*Directive*.
Can you write out every one of the records below word for word, leaving the pictures out?

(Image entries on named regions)
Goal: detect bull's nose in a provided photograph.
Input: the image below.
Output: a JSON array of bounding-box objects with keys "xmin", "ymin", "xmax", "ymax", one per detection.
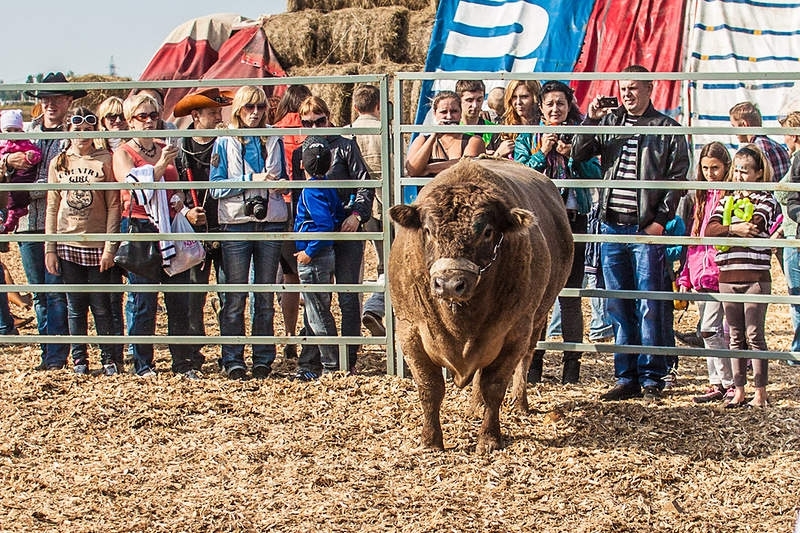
[{"xmin": 431, "ymin": 276, "xmax": 469, "ymax": 300}]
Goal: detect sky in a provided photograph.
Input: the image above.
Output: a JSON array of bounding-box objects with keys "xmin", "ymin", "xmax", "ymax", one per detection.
[{"xmin": 0, "ymin": 0, "xmax": 286, "ymax": 83}]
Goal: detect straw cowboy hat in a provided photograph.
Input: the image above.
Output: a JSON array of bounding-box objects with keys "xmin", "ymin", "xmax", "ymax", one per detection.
[
  {"xmin": 25, "ymin": 72, "xmax": 87, "ymax": 99},
  {"xmin": 172, "ymin": 88, "xmax": 233, "ymax": 117}
]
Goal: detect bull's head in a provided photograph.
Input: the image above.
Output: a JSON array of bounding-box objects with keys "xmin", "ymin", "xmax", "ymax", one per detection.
[{"xmin": 389, "ymin": 196, "xmax": 534, "ymax": 303}]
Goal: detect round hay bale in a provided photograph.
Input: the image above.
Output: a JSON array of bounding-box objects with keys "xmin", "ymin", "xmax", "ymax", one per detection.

*Exercise response*.
Goal: detect bull's nose in a provided photograph.
Input: the image below.
Output: a JSON array of bounding-box objects with keys "xmin", "ymin", "xmax", "ymax", one per detection.
[{"xmin": 431, "ymin": 276, "xmax": 469, "ymax": 300}]
Goal: detect sky in a provided photograph.
Input: the image above.
Output: a JSON array of bounding-box objects with keys "xmin", "ymin", "xmax", "ymax", one per detection.
[{"xmin": 0, "ymin": 0, "xmax": 286, "ymax": 83}]
Goal: detect straw cowboy hat in a provided photograph.
Input: the image above.
Output: a JSON array of bounding-box objects with keys "xmin", "ymin", "xmax", "ymax", one per detection.
[
  {"xmin": 25, "ymin": 72, "xmax": 87, "ymax": 99},
  {"xmin": 172, "ymin": 88, "xmax": 233, "ymax": 117}
]
Goal: detect bull's head in a provided photograph.
Input: the image above.
Output: a JSON array of bounding-box objects with keys "xmin", "ymin", "xmax", "ymax", one per detection.
[{"xmin": 389, "ymin": 196, "xmax": 534, "ymax": 303}]
Goal: detect round hay bale in a provided photograph.
Input: the image above.
Output: a JSON array of bounding-box objects with keys "xmin", "ymin", "xmax", "ymax", one per detection.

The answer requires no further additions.